_Task item_
Return the passage of the Noam Shapira interview that starts with the words "How has the" and ends after "working on now?", copied word for word.

_Supplied text_

┄┄┄┄┄┄┄┄┄┄

Noam Shapira is an NYC-based saxophone player, originally from Tel Aviv Israel. Shapira is known for his work for indie bands, playing in jazz clubs, and combining the two in his own projects such as the band Bubble Wrap Trap where he has been an active member since 2018.
What or who inspired you to become a musician?
As a jazz musician, I have always naturally been inspired by all the jazz giants like John Coltrane and Miles Davis. When I started playing, those legends and some of the classic rock legends (the Beatles, Pink Floyd, etc) and their message of freedom and love were the force that drove me to become a musician. Today I find that I get most of my inspiration from things outside of the music realm like practicing yoga, relationships with people, or even a weird subway incident that can change my perspective. At the end of the day, those are the materials you can work with to create music.
What was the creative journey that has brought you to where you are today?
My creative journey took a significant turn in 2018 when I moved to NYC. Until then, it seemed easier to find my own voice, maybe because I was living within a much smaller community and it was easy to stand out. When I moved to NYC, and all of a sudden I was a part of a much larger music community, I realized that I had to find my special approach to the saxophone and to music, to be relevant and unique.
What’s on your mind these days?
These days I focus on recording my debut album as a leader. The music is already written and has been played in many different constellations. The only remaining question is whether I should record it in the USA or Israel. I can’t wait to get in the studio and record it.
How has the COVID-19 crisis affected your creative life and your relationship to your work?
As a performing artist, the COVID-19 crisis has affected me in pretty obvious ways. I remember, in April of 2020 I had almost 20 shows canceled! In the beginning, I was upset. But as I started to accept it, I found some great opportunities in it. All of a sudden I had all this spare time to concentrate on improving myself, writing more music, and practicing my instrument. I also started playing the clarinet and the flute, and to incorporate them into my music. In retrospect, the pandemic allowed for these developments in my personal growth as an artist. Looking back at these crazy times, I think the COVID-19 crisis has strengthened my connection to music and to my instrument.
What project are you working on now?

┄┄┄┄┄┄┄┄┄┄

(Stored items)
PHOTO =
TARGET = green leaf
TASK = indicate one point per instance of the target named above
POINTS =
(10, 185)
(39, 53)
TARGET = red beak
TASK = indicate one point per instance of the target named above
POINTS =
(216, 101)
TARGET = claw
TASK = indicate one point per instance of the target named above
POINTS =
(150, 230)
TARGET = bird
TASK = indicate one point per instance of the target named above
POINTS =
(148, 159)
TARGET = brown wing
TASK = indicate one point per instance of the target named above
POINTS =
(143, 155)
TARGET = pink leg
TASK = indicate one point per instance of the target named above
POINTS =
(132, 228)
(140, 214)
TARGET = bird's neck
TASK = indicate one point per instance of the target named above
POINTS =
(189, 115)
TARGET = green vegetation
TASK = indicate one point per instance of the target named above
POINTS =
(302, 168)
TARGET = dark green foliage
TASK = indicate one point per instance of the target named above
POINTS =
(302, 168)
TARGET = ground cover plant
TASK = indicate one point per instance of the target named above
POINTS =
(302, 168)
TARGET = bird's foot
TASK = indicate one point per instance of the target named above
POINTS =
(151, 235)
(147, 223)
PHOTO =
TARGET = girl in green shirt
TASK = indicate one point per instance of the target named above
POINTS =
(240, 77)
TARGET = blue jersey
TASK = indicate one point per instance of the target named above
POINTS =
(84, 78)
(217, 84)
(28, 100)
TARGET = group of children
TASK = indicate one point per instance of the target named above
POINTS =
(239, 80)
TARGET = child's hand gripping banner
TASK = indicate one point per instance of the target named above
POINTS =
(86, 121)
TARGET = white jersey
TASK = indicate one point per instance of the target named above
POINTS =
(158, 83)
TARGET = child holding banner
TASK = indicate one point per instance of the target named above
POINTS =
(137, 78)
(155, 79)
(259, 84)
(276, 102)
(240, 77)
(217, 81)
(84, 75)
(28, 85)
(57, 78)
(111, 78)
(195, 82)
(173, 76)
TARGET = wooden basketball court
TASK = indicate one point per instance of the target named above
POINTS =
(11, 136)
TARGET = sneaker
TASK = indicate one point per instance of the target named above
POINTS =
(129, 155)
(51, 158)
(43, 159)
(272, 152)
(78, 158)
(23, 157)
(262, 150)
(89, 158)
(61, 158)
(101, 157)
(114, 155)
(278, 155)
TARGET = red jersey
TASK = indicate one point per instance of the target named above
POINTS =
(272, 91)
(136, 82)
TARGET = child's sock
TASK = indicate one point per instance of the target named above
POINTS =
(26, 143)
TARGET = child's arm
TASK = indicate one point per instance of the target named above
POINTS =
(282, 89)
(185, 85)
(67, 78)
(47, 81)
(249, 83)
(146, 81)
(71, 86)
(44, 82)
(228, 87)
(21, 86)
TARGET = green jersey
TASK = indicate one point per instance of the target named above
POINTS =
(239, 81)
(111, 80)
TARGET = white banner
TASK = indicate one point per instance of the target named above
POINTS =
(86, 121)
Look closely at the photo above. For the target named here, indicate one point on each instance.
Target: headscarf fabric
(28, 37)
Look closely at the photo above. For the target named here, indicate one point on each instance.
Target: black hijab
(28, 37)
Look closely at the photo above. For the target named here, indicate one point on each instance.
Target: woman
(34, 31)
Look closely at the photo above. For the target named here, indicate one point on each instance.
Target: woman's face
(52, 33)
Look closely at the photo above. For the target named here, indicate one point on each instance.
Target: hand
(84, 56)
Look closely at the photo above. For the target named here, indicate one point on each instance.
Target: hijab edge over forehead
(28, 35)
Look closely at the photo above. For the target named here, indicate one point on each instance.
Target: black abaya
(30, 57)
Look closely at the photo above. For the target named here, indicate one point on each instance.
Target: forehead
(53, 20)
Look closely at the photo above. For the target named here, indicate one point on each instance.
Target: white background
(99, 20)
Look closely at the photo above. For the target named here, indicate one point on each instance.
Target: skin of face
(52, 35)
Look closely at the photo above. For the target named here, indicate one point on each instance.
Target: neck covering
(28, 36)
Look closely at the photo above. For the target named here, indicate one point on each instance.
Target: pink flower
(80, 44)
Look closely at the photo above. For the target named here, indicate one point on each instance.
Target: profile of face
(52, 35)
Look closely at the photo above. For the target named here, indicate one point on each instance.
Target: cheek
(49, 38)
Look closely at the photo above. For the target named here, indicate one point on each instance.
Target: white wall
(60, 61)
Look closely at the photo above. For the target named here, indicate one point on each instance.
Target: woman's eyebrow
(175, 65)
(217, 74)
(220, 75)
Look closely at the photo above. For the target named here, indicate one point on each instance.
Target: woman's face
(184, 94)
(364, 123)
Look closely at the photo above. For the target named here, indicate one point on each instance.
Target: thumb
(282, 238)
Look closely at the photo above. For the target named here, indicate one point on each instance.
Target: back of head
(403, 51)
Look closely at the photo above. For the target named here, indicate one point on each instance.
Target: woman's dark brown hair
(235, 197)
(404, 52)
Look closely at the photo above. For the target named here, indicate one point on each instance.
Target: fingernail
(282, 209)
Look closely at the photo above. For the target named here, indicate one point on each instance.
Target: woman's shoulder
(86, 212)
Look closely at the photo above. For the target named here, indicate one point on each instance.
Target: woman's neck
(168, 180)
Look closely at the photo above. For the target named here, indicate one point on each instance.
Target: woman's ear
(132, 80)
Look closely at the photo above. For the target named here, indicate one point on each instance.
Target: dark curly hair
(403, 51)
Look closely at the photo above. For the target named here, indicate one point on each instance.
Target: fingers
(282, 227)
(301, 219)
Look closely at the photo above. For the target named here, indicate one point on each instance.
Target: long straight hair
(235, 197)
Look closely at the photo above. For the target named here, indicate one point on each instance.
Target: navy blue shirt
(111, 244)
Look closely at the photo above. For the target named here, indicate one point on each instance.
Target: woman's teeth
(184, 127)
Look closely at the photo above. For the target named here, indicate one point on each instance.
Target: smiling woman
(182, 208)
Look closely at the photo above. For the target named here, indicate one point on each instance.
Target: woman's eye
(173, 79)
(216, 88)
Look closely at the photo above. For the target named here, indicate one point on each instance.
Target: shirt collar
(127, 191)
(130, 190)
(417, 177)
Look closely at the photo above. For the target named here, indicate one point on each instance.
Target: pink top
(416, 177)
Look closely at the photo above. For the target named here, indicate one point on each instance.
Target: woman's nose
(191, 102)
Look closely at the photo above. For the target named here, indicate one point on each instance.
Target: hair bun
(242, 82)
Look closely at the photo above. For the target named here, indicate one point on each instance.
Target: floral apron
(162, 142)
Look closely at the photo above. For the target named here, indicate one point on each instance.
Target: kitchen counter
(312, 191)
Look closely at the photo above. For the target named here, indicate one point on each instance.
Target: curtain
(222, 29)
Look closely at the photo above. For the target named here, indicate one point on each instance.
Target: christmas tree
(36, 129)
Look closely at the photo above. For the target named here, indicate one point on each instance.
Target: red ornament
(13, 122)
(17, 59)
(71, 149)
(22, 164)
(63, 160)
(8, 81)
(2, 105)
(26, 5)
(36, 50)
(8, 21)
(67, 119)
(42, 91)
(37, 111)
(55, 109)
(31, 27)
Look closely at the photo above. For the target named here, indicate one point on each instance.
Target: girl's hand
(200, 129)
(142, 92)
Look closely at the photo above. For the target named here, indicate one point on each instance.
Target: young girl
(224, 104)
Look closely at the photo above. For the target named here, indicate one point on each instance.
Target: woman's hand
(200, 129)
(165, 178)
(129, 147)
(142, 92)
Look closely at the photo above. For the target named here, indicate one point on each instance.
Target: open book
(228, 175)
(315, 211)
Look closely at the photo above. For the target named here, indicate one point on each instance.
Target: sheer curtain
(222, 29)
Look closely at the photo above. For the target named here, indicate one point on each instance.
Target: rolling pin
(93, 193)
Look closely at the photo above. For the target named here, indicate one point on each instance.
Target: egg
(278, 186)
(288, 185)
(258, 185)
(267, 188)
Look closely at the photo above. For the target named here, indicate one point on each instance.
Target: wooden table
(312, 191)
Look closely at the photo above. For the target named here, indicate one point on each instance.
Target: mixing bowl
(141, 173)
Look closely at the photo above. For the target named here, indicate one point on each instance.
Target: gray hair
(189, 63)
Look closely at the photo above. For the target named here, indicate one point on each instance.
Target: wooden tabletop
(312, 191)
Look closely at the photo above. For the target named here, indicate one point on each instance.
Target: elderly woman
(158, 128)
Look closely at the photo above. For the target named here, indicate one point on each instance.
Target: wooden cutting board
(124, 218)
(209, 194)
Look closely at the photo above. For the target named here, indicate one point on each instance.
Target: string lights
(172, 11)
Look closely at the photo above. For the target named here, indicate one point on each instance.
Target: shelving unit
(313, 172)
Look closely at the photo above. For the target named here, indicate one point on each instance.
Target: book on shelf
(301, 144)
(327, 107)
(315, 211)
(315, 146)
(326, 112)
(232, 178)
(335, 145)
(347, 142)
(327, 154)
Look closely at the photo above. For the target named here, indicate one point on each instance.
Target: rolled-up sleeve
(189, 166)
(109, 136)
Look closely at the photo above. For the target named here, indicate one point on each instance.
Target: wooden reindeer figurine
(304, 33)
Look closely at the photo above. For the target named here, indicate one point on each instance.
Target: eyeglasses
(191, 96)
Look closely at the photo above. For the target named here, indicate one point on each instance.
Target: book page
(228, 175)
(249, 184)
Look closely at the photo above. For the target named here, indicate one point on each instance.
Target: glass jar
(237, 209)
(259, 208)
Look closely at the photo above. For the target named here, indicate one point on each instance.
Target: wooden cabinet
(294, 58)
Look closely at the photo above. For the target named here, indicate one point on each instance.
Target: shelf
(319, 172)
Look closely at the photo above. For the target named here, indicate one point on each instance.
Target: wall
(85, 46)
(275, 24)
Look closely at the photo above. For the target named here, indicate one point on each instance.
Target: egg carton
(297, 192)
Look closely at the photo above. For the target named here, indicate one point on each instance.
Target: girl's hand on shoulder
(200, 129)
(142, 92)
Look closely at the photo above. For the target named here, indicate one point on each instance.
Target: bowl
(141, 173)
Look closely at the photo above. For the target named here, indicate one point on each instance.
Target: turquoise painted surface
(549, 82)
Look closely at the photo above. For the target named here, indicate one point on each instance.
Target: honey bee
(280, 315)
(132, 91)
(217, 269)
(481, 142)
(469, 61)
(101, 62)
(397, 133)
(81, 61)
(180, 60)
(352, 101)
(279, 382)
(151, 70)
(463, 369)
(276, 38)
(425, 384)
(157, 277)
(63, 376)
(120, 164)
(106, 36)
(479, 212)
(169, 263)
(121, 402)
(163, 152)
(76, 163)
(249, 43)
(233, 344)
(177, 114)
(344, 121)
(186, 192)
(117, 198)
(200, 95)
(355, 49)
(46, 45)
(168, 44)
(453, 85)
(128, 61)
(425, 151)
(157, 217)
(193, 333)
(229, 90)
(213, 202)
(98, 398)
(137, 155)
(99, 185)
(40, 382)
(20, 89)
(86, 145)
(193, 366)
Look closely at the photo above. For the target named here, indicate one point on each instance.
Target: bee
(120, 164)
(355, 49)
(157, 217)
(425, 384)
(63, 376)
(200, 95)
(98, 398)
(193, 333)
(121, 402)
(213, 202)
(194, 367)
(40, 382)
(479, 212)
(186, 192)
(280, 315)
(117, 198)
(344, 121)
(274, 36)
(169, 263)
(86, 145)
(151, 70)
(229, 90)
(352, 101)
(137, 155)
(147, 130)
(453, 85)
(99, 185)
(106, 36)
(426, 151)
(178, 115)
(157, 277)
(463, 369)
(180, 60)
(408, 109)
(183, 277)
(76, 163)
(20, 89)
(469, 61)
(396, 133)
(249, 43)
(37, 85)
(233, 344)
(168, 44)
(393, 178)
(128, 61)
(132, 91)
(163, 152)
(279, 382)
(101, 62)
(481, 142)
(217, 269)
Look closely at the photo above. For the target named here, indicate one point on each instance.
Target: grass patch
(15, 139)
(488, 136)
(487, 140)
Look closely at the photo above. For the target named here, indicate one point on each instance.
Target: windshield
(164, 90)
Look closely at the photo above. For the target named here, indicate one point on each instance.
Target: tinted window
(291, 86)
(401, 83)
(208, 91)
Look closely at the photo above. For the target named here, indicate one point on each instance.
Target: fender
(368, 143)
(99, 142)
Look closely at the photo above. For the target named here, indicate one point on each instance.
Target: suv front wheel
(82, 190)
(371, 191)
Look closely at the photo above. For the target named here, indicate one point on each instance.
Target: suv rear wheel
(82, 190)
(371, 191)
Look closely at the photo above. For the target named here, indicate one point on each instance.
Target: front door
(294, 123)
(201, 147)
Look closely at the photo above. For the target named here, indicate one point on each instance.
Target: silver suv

┄┄┄┄┄┄┄┄┄┄

_Finished task_
How has the COVID-19 crisis affected your creative life and your relationship to your work?
As a performing artist, the COVID-19 crisis has affected me in pretty obvious ways. I remember, in April of 2020 I had almost 20 shows canceled! In the beginning, I was upset. But as I started to accept it, I found some great opportunities in it. All of a sudden I had all this spare time to concentrate on improving myself, writing more music, and practicing my instrument. I also started playing the clarinet and the flute, and to incorporate them into my music. In retrospect, the pandemic allowed for these developments in my personal growth as an artist. Looking back at these crazy times, I think the COVID-19 crisis has strengthened my connection to music and to my instrument.
What project are you working on now?